| PASSAGE TO READ |
>> START
The manner in which a person views the universe originates from her/his culture. If someone were asked of the predominant element found in every culture that has for centuries given people their perspective of the universe, certainly, the answer would be, Religion!

The responsibility of generating and preserving the elements of one’s perspective of the universe has rested with religious institutions such as Methodist, Protestant, or Roman Catholic churches or spiritual leaders such as the Buddha. Whether the element is developed through the teaching of the Holy Bible, Catechism, Vedas, or Koran, people in the universe, including the Garífuna-speaking people of Central America, have always felt the need to seek outside themselves the values and guidance by which they live their lives.
>> END
| STORED RECORDS |
>> START
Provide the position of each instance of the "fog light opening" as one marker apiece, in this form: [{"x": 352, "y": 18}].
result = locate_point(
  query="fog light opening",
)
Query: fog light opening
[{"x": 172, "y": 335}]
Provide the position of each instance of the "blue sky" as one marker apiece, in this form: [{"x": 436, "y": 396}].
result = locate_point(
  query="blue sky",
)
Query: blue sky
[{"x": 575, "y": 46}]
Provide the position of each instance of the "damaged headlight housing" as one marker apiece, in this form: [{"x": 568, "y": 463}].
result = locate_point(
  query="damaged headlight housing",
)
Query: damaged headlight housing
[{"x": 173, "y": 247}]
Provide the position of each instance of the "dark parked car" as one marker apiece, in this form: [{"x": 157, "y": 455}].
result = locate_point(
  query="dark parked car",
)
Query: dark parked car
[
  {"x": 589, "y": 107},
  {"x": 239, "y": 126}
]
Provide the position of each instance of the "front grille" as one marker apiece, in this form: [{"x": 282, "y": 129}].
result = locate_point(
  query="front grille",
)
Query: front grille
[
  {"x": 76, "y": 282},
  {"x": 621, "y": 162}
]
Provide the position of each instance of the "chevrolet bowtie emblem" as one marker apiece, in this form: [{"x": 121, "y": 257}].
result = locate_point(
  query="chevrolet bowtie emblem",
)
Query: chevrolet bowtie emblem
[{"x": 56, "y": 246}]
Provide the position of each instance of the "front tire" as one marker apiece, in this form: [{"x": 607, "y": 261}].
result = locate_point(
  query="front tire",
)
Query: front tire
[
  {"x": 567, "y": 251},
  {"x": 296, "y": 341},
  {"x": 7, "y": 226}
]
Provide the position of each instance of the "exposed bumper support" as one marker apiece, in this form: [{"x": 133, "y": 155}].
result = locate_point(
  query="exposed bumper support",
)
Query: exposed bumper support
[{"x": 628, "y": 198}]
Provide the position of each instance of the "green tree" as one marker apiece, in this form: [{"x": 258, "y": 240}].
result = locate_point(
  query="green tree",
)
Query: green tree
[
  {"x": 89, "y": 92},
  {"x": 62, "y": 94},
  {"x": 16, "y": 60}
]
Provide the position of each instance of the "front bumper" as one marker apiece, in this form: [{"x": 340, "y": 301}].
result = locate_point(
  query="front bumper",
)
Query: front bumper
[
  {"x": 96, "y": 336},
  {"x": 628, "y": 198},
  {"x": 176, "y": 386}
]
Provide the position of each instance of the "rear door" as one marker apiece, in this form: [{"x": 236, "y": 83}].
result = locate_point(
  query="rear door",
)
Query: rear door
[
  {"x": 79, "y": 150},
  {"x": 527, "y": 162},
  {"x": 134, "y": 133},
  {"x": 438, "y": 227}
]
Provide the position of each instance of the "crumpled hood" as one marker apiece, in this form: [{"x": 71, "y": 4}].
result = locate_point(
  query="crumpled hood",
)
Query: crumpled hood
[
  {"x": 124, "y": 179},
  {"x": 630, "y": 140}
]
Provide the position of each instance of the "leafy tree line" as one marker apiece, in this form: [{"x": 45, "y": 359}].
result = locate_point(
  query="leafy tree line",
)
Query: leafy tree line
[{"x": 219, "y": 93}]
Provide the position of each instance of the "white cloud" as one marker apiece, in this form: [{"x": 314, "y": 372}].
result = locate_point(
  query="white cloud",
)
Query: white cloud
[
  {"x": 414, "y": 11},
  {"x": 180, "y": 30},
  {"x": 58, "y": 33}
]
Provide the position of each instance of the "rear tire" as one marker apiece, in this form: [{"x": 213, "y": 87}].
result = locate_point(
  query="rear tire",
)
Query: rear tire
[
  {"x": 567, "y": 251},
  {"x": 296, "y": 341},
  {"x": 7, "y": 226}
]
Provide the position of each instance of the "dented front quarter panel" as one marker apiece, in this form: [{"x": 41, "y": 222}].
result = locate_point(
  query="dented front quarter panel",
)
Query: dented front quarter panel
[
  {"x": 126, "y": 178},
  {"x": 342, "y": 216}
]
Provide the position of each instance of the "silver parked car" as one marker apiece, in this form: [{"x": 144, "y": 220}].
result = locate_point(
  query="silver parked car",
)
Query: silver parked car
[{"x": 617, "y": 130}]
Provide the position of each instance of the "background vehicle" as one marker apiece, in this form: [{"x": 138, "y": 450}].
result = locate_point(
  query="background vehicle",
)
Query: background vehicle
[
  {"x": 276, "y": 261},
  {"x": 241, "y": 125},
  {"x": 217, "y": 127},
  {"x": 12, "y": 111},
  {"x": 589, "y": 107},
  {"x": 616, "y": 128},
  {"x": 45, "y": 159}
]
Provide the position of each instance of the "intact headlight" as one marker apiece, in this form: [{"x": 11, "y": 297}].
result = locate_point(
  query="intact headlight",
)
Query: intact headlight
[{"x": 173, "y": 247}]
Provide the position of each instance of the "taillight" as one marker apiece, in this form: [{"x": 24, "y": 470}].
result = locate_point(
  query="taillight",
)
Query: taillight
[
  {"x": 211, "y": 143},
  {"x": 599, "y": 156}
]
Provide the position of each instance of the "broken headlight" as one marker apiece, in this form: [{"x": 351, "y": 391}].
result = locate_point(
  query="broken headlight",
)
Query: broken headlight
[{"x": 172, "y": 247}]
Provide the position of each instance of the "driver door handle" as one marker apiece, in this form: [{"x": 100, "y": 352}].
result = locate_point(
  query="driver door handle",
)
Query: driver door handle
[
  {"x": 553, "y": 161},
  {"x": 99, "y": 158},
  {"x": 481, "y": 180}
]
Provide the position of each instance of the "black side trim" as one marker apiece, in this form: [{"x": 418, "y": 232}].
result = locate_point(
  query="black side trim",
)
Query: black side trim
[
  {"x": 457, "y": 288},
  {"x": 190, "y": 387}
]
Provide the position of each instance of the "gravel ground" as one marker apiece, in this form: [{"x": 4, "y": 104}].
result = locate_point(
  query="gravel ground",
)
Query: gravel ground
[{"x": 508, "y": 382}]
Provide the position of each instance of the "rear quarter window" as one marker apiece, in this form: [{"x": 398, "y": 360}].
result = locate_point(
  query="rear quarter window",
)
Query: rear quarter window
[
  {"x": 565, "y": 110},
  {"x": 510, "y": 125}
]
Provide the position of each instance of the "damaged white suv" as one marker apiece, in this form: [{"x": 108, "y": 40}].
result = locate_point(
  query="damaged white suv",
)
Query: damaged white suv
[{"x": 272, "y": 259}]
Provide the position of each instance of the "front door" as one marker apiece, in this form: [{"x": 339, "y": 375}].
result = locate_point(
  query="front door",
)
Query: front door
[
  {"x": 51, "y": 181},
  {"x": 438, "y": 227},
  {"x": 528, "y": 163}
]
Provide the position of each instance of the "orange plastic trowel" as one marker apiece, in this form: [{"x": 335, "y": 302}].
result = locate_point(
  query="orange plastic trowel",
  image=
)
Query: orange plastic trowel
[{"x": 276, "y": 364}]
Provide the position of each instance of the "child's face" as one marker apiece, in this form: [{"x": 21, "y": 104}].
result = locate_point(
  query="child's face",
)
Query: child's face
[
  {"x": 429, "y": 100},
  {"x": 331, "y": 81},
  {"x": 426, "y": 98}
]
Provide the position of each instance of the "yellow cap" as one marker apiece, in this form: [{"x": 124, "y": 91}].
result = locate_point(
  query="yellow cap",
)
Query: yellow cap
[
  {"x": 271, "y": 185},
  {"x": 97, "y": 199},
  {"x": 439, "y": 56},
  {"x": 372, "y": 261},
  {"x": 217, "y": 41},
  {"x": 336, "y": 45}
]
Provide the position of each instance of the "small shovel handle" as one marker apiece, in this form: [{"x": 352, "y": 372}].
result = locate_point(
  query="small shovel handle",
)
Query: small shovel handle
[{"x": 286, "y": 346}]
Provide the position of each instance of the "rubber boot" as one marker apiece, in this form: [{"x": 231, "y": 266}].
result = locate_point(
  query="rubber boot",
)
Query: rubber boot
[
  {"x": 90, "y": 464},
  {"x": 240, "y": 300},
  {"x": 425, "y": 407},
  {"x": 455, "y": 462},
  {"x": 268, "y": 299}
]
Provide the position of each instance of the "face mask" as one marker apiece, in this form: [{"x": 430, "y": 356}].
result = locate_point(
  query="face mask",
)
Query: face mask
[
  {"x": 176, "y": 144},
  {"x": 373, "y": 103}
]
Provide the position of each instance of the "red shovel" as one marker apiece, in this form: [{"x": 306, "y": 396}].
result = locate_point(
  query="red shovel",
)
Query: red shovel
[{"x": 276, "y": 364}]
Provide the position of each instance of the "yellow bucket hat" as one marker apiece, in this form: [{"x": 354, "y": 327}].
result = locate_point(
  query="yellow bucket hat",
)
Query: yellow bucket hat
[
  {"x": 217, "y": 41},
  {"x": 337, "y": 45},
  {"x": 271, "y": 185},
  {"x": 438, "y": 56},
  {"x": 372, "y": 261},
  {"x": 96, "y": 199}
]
>> END
| OBJECTIVES |
a) For the passage on religion and worldview, decide whether each statement agrees with it: (i) A person's view of the universe comes from her or his culture. (ii) The Vedas are among the teachings through which the element is developed. (iii) The Garífuna-speaking people of Central America have looked only within themselves for their values. Answer yes or no for each and quote the words of the passage that decide it.
b) Please transcribe the stretch of the passage on religion and worldview from "The manner in" through "would be, Religion!", keeping every word and mark unchanged.

| EXPECTED OUTPUTS |
a)
(i) Yes: "The manner in which a person views the universe originates from her/his culture."
(ii) Yes: "Whether the element is developed through the teaching of the Holy Bible, Catechism, Vedas, or Koran"
(iii) No: "have always felt the need to seek outside themselves the values and guidance by which they live their lives."

b)
The manner in which a person views the universe originates from her/his culture. If someone were asked of the predominant element found in every culture that has for centuries given people their perspective of the universe, certainly, the answer would be, Religion!